*Ausgewählter Abschnitt*.
---+---
Bild: Screenshot YouTube https://www.youtube.com/watch?v=2pDhQXQ_19M

Fan­tasie oder fan­tas­tisch? Das rus­sische Fern­sehen über die Krise der CDU und eine “ele­gante Lösung”

Die Krise der CDU hat sich bis nach Russland her­um­ge­sprochen und das rus­sische Fern­sehen hat darüber kurz, knapp und objektiv berichtet. Aber es hat auch eine sehr über­ra­schende Schluss­fol­gerung geliefert.

Zu den Vor­fällen in Thü­ringen habe ich mich in einem Kom­mentar geäußert. Mehr möchte ich selbst zu dem poli­ti­schen Zirkus, der derzeit in Deutschland ver­an­staltet wird, nicht schreiben. Aber da es für viele inter­essant sein dürfte, wie man im Ausland auf die Vor­gänge in Deutschland reagiert, habe ich einen Beitrag des rus­si­schen Fern­sehens dazu übersetzt.
---+---
*Deine Aufgabe*. Schreib den Abschnitt über das russische Fernsehen und die Krise der CDU noch einmal vollständig und ohne jede Änderung ab.
---+---
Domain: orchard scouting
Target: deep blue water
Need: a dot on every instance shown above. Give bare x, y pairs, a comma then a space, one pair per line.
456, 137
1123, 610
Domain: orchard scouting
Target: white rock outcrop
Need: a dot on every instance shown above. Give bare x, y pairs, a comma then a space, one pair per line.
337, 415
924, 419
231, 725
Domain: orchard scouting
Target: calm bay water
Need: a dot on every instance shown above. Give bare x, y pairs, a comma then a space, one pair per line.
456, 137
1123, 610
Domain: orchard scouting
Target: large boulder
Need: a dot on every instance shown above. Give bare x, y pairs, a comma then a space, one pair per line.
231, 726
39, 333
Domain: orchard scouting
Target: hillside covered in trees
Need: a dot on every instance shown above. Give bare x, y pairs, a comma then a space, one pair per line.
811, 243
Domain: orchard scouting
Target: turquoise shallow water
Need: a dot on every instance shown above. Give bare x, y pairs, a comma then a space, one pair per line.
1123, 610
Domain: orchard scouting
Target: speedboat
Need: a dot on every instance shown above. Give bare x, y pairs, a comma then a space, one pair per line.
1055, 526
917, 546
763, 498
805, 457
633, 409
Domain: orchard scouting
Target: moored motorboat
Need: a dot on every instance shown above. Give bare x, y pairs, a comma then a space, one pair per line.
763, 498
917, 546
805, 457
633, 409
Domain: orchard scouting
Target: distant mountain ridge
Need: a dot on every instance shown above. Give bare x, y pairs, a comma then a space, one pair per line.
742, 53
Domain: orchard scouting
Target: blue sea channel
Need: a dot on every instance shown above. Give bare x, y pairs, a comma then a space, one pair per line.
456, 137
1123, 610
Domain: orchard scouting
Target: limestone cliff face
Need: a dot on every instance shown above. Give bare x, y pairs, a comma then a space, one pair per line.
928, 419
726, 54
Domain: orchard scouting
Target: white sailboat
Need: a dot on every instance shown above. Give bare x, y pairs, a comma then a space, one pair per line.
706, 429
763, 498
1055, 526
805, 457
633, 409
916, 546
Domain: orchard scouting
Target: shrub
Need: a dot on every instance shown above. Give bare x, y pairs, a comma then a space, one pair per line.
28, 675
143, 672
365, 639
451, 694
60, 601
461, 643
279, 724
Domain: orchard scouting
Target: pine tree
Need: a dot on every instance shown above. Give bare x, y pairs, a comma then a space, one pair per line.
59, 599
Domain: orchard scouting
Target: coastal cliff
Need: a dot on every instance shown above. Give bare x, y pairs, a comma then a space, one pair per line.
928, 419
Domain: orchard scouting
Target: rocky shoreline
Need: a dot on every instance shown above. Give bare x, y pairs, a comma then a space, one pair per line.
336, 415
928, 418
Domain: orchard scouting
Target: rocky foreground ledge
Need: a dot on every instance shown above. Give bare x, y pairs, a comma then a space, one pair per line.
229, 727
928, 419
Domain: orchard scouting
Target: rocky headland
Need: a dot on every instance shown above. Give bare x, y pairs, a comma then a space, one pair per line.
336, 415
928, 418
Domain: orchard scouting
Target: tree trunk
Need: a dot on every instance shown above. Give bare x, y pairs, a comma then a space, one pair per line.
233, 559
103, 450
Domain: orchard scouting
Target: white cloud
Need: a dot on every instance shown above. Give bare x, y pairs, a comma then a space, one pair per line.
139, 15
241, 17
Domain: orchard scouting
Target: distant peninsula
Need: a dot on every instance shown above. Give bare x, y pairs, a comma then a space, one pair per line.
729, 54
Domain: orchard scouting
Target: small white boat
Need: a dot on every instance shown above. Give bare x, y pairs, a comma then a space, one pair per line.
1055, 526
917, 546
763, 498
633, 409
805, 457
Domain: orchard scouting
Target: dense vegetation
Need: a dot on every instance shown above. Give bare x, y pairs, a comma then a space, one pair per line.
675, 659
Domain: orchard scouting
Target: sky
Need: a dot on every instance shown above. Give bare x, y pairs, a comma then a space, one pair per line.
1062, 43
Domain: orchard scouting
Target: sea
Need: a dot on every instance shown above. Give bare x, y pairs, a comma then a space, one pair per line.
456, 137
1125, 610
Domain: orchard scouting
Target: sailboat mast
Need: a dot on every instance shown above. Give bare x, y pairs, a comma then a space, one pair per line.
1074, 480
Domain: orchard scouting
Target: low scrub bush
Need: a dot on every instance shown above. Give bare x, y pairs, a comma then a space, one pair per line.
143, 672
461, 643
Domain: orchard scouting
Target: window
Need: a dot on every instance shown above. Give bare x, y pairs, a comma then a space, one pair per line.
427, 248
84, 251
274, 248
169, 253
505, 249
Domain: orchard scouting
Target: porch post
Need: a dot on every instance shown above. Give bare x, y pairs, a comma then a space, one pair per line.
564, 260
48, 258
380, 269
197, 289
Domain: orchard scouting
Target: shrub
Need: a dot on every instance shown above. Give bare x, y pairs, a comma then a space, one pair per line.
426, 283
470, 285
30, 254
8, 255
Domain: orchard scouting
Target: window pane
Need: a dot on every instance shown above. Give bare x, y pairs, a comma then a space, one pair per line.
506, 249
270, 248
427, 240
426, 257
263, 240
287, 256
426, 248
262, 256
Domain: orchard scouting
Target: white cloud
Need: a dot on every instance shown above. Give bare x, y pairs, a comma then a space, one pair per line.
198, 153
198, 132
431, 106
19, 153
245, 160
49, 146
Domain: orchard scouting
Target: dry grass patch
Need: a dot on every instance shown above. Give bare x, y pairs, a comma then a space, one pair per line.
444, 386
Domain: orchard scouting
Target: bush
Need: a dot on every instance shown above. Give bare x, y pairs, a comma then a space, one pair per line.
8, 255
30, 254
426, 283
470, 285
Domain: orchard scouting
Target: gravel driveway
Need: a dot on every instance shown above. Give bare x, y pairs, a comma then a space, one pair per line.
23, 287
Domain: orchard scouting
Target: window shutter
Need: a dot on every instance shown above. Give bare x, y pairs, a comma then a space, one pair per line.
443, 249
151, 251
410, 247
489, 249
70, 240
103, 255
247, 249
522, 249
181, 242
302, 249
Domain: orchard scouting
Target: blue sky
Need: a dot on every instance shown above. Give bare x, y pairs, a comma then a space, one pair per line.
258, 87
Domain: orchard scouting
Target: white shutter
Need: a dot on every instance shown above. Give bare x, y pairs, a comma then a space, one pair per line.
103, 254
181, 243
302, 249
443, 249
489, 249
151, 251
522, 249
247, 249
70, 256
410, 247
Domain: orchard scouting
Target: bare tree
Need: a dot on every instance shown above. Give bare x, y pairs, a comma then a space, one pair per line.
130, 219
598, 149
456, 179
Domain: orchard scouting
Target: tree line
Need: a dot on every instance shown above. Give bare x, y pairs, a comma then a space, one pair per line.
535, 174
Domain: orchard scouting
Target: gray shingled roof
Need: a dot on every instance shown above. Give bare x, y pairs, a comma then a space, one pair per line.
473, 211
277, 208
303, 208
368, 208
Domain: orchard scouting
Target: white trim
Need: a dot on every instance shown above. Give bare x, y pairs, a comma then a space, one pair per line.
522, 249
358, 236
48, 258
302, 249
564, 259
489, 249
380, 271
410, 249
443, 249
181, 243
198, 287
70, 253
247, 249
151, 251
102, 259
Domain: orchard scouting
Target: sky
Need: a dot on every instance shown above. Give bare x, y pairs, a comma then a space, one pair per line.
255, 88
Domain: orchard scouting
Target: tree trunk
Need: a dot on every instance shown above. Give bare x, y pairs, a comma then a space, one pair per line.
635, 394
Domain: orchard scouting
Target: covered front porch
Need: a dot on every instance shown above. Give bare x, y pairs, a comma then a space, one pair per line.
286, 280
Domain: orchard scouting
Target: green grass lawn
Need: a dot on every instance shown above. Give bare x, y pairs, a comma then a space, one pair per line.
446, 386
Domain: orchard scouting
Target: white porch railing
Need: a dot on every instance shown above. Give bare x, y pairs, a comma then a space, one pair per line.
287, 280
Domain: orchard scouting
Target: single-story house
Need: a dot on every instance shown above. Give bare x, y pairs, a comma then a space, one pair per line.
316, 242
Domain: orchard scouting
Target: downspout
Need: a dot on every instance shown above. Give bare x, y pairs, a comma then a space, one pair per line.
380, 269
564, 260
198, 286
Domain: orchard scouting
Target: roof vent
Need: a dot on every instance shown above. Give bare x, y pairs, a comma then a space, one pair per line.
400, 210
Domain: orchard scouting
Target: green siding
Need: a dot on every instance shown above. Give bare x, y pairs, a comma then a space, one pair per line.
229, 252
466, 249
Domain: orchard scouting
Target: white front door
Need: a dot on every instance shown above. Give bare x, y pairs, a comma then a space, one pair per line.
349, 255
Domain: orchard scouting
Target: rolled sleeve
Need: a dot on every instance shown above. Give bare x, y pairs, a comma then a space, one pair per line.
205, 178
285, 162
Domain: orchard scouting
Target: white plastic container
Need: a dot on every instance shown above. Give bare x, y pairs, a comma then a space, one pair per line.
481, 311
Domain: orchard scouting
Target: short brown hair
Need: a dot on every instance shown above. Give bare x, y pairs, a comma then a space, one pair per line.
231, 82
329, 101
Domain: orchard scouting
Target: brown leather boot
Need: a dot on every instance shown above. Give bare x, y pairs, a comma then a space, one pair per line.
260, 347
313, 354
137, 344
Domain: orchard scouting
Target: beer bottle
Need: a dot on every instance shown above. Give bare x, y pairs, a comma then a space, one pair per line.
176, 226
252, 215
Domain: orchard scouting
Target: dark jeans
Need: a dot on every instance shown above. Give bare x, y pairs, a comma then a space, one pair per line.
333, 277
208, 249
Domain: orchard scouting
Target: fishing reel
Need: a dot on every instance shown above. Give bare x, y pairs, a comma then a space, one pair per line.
---+---
*Lösung*.
Bild: Screenshot YouTube https://www.youtube.com/watch?v=2pDhQXQ_19M

Fan­tasie oder fan­tas­tisch? Das rus­sische Fern­sehen über die Krise der CDU und eine “ele­gante Lösung”

Die Krise der CDU hat sich bis nach Russland her­um­ge­sprochen und das rus­sische Fern­sehen hat darüber kurz, knapp und objektiv berichtet. Aber es hat auch eine sehr über­ra­schende Schluss­fol­gerung geliefert.

Zu den Vor­fällen in Thü­ringen habe ich mich in einem Kom­mentar geäußert. Mehr möchte ich selbst zu dem poli­ti­schen Zirkus, der derzeit in Deutschland ver­an­staltet wird, nicht schreiben. Aber da es für viele inter­essant sein dürfte, wie man im Ausland auf die Vor­gänge in Deutschland reagiert, habe ich einen Beitrag des rus­si­schen Fern­sehens dazu übersetzt.